■ Instructions to follow: Reproduce the lines below exactly, starting at the line that contains "In the photo above, where can the white floor" and ending after the line that contains "column 325, row 617".

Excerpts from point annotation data
>> Start

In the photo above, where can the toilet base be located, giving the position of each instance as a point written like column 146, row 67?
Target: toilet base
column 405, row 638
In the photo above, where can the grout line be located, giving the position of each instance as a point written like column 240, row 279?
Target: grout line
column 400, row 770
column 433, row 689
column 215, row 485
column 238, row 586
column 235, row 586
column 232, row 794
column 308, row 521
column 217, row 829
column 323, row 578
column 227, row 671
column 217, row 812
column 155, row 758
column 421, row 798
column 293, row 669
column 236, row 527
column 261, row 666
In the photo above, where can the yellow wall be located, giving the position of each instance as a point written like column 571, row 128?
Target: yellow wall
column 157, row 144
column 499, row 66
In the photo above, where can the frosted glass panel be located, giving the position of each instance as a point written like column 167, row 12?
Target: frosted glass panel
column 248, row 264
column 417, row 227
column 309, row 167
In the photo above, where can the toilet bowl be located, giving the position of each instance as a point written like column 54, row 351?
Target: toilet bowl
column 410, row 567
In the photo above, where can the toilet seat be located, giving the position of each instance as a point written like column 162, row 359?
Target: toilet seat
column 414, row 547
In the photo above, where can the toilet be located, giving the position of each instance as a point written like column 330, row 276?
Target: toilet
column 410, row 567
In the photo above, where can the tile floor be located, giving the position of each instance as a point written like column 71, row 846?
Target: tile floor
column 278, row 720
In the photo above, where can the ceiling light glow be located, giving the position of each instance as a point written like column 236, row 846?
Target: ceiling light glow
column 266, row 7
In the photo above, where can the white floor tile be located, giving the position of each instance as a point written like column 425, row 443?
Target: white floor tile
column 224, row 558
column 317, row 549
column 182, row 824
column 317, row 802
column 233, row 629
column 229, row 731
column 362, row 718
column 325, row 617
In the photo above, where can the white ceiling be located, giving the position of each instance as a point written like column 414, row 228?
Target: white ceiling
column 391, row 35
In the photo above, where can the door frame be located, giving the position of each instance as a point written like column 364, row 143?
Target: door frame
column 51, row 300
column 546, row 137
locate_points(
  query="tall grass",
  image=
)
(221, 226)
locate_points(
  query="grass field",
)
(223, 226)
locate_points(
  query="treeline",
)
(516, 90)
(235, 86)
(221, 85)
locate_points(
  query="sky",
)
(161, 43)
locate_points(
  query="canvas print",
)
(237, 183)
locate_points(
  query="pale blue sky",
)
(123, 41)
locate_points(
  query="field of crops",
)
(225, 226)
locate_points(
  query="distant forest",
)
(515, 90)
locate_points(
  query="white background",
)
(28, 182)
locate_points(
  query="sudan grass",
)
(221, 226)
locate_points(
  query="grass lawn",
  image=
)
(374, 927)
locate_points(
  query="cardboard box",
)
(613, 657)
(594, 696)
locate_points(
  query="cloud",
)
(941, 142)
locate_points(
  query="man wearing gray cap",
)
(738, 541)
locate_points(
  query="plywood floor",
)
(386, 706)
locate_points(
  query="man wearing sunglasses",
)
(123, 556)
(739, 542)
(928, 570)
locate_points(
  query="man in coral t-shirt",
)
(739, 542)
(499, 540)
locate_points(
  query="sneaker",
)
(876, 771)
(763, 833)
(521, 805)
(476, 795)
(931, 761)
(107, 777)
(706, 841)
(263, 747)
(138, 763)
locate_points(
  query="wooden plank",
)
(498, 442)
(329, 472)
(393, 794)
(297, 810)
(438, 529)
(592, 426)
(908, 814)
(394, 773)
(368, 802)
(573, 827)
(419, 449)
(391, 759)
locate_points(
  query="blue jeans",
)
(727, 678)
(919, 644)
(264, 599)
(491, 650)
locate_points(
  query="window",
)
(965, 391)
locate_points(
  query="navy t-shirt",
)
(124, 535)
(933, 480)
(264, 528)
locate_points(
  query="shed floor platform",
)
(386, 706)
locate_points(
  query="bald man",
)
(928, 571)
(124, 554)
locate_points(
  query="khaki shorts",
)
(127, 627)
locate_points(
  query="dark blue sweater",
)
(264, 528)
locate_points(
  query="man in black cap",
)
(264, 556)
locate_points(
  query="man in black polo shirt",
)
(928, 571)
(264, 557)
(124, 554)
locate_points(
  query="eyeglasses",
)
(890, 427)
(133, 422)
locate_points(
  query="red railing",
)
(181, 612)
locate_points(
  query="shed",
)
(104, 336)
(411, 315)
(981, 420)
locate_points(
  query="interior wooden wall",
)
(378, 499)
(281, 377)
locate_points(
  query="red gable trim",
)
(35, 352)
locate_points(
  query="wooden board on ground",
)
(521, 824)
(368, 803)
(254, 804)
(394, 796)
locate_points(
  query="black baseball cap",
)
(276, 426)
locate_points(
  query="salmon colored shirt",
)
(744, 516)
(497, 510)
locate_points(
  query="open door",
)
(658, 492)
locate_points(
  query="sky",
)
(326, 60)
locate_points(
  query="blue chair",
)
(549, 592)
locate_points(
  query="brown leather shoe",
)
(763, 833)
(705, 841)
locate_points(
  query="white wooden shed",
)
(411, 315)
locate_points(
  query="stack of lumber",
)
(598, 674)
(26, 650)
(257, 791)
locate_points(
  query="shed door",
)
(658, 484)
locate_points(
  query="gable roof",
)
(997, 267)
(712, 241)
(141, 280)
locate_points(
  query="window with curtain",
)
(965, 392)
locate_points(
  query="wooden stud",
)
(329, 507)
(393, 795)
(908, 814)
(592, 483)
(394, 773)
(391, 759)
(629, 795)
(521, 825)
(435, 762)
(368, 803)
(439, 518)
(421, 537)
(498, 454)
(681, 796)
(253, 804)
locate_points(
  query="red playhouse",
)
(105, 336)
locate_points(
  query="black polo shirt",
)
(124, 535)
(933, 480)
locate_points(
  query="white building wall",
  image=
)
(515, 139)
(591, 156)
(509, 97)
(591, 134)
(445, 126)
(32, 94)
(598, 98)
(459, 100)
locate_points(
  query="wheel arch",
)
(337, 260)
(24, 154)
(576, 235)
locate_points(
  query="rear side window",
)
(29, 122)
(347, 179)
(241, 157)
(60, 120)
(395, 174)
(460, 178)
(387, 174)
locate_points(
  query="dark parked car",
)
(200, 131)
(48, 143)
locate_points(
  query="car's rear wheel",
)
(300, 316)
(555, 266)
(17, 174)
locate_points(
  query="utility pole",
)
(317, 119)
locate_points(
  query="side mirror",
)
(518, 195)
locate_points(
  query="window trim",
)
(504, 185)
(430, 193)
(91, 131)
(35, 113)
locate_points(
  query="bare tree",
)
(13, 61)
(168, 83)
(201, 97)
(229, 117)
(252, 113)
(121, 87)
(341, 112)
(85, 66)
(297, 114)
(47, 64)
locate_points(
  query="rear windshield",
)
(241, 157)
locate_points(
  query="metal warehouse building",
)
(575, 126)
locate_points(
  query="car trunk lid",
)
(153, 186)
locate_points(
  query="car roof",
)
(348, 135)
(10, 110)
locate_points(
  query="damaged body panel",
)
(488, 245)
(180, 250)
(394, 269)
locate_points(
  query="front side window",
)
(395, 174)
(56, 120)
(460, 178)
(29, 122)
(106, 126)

>> End

■ Task answer:
In the photo above, where can the white floor tile be located, giving the position of each instance as a point written like column 425, row 443?
Target: white floor tile
column 224, row 558
column 317, row 549
column 182, row 824
column 317, row 802
column 233, row 629
column 229, row 731
column 362, row 718
column 325, row 617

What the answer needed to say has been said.